WHAT IS EXPECTED
Turn the records below, from the line containing "Where can the cloudy" through the end, into a Markdown table with the columns Row and Line. Put a row number in Row and the line itself in Line, and leave out any blank lines.

STORED ROWS
■ ■ ■ ■ ■

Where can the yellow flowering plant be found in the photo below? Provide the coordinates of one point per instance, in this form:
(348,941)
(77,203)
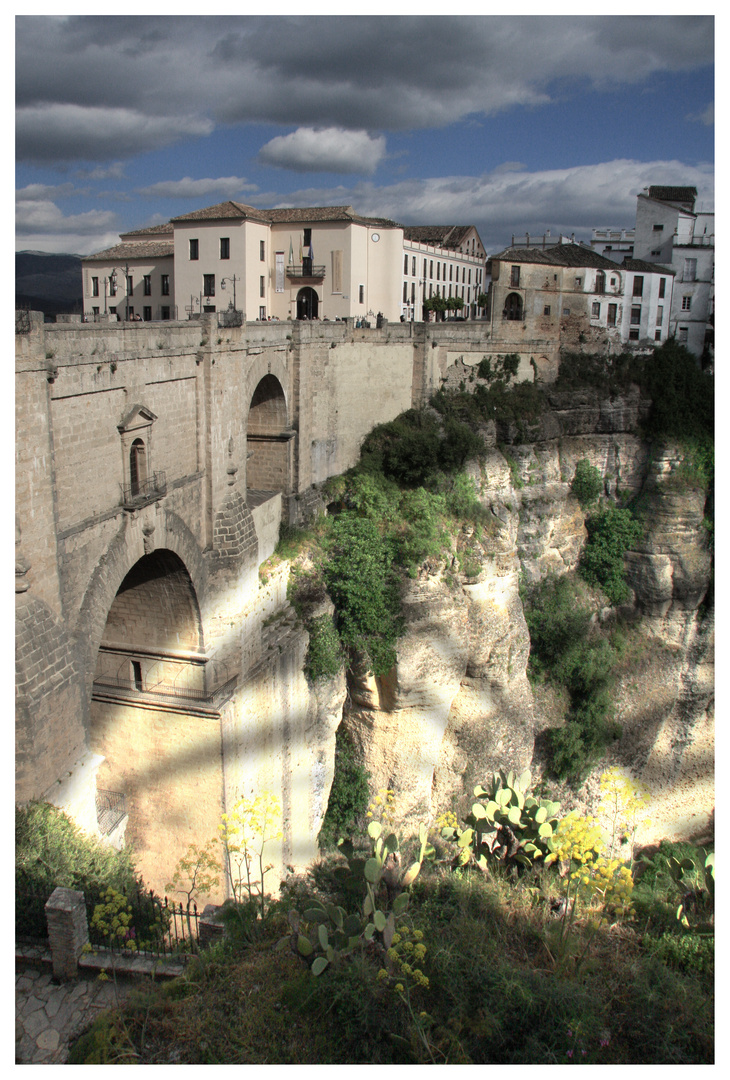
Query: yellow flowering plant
(251,824)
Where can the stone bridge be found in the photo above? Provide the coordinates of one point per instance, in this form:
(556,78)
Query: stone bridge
(154,463)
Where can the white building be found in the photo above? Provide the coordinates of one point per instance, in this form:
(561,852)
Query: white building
(670,232)
(295,262)
(444,260)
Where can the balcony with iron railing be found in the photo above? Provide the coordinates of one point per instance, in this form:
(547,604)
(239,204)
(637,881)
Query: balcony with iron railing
(142,493)
(306,270)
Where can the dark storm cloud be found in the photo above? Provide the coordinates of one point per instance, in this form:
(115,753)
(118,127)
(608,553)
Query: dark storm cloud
(158,79)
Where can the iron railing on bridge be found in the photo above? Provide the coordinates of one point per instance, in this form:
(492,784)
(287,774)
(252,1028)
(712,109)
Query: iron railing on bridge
(144,491)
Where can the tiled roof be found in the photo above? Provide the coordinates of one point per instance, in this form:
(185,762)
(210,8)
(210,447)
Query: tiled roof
(159,230)
(294,214)
(558,255)
(673,194)
(441,235)
(225,210)
(135,250)
(643,267)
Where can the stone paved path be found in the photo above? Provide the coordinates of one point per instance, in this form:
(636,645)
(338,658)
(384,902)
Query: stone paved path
(49,1015)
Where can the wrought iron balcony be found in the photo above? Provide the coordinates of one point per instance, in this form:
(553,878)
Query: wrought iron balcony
(110,809)
(306,269)
(142,493)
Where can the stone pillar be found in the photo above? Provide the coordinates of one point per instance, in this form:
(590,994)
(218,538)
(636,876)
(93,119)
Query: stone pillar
(68,931)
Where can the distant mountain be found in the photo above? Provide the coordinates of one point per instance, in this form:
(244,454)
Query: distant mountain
(49,283)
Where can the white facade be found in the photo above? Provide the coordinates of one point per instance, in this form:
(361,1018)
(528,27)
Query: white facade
(670,232)
(310,262)
(455,268)
(134,280)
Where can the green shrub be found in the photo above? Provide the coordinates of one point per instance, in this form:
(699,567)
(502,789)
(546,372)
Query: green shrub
(587,483)
(51,850)
(611,532)
(348,796)
(324,652)
(360,578)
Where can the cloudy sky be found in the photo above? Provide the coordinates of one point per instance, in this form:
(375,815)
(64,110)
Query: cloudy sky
(514,124)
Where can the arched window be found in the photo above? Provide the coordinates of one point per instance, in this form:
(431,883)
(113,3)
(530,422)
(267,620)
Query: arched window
(513,308)
(137,467)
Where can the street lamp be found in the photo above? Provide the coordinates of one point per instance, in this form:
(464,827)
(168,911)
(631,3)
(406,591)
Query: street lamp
(222,285)
(112,283)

■ ■ ■ ■ ■

FULL SOLUTION
| Row | Line |
|---|---|
| 1 | Where can the cloudy sky be found in the photo above? Provide the coordinates of one point per instance, in this form: |
| 2 | (375,815) |
| 3 | (64,110) |
| 4 | Query: cloudy sky |
| 5 | (514,124) |
| 6 | Where can the arched window be found in the photo above? Provide the coordinates of one point per instance, in this form: |
| 7 | (431,883) |
| 8 | (113,3) |
| 9 | (530,422) |
| 10 | (267,620) |
| 11 | Query: arched window |
| 12 | (513,308) |
| 13 | (137,467) |
| 14 | Where can the street lamp be found in the photo above? Provide the coordinates of one point per instance, in this form: |
| 15 | (464,827) |
| 16 | (168,911) |
| 17 | (631,3) |
| 18 | (406,591) |
| 19 | Query: street lamp |
| 20 | (222,285) |
| 21 | (112,283) |